▸ **Set task**
Print every line of the records below without any change.

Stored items
* start *

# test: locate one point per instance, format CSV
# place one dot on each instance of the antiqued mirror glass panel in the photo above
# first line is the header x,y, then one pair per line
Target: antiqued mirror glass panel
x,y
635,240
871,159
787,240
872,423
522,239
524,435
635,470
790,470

* end *

▸ **Solution to this problem**
# test: locate one point per instance, format CSV
# place one dot on each instance of the antiqued mirror glass panel in the photo above
# first line is the header x,y, then one pair per line
Target: antiqued mirror glass panel
x,y
635,240
871,159
787,240
872,423
522,239
524,435
635,470
790,470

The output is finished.